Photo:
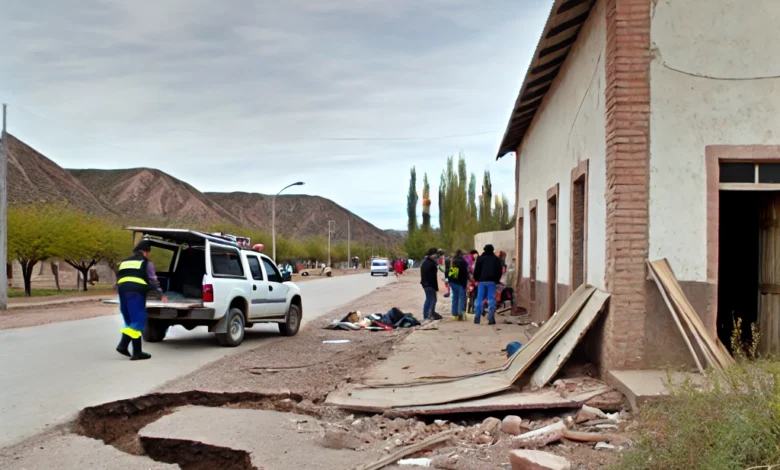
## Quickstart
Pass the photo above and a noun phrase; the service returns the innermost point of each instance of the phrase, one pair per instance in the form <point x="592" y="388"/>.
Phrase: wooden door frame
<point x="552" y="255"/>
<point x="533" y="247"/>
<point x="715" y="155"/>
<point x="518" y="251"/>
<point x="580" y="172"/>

Prompt:
Update the rows above by replacing every "instance" with "occurrence" and leaving everything else unchanged. Omit the pictures from the output.

Reply:
Photo:
## Quickstart
Pass the photo above and a noun phrase; the service returns the innermost point of each occurrence of the phrase, one pair per occurrence in the form <point x="592" y="388"/>.
Phrase: wooden door frame
<point x="552" y="255"/>
<point x="533" y="247"/>
<point x="715" y="155"/>
<point x="518" y="251"/>
<point x="580" y="172"/>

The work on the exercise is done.